#### [BRIEF]
Copy each of the records below line for line, with no changes.

#### [SOURCE MATERIAL]
▼

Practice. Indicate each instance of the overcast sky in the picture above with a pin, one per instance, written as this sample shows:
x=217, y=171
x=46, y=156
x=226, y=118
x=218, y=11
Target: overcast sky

▲

#### [EXERCISE OUTPUT]
Practice. Indicate each instance of the overcast sky in the picture above with a pin, one per instance, written as this sample shows:
x=217, y=171
x=46, y=156
x=226, y=118
x=218, y=11
Target: overcast sky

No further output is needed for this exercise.